**SET EXERCISE**: Locate each line in the listing below that contains the string "hull", and copy every such line in full.

Data items:
* start *

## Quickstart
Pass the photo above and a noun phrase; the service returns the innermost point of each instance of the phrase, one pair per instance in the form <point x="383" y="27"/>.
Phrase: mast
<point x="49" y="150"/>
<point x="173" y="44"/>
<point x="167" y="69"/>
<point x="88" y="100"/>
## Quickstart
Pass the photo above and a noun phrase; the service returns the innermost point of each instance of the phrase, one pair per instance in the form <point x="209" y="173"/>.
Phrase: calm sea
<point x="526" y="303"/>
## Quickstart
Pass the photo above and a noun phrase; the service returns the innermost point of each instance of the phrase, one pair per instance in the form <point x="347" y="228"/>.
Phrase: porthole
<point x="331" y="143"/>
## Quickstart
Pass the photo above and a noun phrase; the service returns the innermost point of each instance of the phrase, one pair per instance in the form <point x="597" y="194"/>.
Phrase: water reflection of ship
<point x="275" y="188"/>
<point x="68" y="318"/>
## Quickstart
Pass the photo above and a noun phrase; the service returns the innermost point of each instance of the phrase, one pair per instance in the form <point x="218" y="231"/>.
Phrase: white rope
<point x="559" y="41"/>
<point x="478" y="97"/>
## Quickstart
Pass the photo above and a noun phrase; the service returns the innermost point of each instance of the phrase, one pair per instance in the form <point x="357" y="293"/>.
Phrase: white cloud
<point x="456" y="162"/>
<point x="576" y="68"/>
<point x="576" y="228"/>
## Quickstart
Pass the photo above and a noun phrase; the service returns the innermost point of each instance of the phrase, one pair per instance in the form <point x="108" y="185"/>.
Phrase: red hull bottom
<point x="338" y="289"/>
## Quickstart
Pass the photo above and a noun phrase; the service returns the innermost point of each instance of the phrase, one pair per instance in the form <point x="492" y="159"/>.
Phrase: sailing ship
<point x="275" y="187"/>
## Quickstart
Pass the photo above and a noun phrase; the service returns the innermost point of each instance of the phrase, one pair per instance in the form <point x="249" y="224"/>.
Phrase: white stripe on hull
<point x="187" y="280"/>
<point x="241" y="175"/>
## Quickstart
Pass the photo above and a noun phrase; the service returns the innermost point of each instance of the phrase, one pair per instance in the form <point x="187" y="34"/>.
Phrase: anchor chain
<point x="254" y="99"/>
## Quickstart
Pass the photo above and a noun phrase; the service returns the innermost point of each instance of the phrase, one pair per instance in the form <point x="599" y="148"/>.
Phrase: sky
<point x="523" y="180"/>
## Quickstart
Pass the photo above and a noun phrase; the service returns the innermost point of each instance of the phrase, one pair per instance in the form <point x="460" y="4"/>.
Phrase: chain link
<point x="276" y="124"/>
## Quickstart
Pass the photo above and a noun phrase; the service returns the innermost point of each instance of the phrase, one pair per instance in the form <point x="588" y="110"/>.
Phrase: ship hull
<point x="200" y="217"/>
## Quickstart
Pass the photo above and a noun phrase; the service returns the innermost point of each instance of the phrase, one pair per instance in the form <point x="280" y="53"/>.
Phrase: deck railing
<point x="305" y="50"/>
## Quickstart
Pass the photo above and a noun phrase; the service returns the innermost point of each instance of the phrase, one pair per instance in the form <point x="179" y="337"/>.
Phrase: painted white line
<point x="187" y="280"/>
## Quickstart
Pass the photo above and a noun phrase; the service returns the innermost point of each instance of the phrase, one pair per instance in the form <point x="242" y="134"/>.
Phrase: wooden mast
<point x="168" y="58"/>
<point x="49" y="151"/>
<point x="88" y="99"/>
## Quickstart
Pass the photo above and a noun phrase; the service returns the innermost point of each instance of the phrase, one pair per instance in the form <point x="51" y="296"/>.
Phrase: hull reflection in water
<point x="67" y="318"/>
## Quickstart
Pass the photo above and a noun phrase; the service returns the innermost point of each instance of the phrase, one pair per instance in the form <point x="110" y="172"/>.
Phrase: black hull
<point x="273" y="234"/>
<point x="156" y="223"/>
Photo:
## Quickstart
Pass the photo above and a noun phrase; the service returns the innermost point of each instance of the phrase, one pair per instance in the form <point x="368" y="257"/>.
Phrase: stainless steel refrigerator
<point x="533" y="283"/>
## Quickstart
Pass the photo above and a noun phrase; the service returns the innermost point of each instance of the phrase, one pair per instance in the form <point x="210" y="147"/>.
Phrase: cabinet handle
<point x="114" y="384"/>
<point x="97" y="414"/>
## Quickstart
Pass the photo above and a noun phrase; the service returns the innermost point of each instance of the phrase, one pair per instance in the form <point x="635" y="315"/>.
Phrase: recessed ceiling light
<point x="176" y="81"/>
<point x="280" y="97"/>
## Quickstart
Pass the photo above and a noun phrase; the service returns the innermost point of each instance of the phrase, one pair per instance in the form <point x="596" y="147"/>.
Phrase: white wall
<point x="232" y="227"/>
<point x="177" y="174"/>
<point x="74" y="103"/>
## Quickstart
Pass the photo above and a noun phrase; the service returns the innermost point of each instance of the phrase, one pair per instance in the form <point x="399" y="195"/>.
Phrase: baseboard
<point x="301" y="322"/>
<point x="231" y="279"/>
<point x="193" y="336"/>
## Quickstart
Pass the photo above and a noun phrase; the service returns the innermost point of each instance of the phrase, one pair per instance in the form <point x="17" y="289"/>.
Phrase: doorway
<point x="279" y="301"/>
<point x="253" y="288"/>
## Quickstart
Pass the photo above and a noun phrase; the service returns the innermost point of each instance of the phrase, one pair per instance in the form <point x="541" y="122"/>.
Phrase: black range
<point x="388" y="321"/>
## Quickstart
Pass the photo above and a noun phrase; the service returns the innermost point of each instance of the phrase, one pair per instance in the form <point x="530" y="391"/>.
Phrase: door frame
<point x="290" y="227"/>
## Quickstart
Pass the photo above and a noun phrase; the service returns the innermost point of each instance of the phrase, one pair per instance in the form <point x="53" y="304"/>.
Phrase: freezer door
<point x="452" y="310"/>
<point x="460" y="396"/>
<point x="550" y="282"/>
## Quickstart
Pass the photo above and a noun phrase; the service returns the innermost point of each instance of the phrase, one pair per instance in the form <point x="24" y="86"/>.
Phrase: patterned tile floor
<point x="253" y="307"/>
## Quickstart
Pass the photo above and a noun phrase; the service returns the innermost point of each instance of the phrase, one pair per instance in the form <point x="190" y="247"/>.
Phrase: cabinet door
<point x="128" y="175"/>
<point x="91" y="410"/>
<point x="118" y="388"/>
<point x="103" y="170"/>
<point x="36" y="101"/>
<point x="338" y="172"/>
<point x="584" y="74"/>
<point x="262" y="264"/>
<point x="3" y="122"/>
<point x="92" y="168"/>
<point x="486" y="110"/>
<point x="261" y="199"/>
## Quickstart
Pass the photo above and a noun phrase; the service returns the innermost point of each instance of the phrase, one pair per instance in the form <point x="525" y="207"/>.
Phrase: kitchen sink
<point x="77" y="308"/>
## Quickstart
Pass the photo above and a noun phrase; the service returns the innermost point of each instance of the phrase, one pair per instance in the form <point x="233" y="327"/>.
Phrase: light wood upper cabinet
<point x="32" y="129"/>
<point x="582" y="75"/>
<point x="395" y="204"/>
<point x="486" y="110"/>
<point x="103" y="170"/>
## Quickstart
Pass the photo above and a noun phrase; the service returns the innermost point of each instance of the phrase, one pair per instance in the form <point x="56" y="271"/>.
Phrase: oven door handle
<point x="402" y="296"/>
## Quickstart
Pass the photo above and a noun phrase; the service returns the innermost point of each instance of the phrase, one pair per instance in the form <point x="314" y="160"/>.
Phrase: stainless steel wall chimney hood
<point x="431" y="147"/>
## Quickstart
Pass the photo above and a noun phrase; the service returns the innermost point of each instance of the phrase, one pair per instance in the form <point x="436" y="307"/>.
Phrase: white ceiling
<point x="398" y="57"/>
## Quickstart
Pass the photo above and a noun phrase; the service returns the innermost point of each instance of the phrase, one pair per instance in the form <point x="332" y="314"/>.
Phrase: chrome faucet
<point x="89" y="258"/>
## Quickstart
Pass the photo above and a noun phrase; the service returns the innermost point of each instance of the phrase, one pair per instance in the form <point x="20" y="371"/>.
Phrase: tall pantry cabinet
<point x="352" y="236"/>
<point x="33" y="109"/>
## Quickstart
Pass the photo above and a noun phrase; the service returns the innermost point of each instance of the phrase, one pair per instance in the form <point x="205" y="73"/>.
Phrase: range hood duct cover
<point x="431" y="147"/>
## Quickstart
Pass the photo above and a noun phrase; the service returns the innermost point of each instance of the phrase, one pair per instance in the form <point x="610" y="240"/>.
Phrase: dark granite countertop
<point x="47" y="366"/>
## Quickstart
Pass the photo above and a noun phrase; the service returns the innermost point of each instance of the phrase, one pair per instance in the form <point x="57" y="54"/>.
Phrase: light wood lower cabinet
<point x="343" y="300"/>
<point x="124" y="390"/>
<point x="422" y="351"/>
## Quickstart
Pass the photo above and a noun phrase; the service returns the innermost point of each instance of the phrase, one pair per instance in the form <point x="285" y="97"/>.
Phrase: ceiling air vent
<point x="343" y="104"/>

* end *

**FINISHED EXERCISE**:
Phrase: red hull bottom
Phrase: white stripe on hull
Phrase: ship hull
Phrase: hull reflection in water
Phrase: black hull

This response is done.